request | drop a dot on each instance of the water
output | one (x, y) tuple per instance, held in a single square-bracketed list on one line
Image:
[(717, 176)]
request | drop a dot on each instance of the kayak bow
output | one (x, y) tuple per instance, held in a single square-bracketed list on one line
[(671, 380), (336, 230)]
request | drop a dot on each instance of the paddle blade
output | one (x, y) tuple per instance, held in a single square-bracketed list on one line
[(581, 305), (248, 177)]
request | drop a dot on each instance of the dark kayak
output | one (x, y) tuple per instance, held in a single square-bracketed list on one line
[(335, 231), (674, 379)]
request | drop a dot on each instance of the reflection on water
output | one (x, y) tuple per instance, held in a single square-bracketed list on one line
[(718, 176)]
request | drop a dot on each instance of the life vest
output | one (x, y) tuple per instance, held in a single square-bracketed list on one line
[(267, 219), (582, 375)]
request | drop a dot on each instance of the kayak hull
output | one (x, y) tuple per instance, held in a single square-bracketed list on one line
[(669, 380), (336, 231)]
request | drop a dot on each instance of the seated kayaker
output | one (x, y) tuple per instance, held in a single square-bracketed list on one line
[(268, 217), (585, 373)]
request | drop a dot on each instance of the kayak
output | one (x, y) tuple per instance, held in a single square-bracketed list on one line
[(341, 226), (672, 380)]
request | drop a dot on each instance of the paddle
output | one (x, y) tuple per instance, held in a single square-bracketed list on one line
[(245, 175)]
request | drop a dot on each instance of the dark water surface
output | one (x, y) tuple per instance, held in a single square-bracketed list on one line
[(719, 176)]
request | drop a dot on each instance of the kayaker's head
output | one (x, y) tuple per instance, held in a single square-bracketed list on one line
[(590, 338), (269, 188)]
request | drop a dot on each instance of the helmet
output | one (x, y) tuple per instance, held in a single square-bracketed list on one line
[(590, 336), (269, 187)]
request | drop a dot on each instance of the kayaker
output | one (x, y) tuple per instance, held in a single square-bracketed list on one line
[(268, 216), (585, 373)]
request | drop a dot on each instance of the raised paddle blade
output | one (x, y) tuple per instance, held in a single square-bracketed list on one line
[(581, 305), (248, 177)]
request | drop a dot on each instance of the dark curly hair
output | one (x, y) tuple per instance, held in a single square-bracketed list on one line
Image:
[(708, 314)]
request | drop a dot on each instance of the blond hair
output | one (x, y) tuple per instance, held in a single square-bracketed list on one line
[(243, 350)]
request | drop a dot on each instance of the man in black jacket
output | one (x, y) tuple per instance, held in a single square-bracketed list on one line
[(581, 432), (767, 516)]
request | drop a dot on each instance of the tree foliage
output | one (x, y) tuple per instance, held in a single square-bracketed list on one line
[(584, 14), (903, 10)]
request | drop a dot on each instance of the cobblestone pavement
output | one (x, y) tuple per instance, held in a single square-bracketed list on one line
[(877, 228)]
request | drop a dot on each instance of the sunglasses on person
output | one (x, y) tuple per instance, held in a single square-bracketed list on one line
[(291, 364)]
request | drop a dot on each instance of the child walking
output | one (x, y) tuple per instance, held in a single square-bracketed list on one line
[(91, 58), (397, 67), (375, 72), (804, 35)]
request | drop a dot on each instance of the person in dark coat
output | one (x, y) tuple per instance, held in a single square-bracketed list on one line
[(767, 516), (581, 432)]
★ ★ ★ ★
- **Aim of the task**: Nothing but an exact copy of the lines from the start of the entries through the line containing "the paddle blade" belongs in the response.

- **Response box**:
request | drop a dot on each instance of the water
output | one (x, y) tuple per instance, held in a single square-bracketed list on one line
Image:
[(717, 176)]
request | drop a dot on each instance of the kayak bow
output | one (x, y) tuple per instance, held in a single square-bracketed list on one line
[(671, 380), (336, 230)]
request | drop a dot on each instance of the paddle blade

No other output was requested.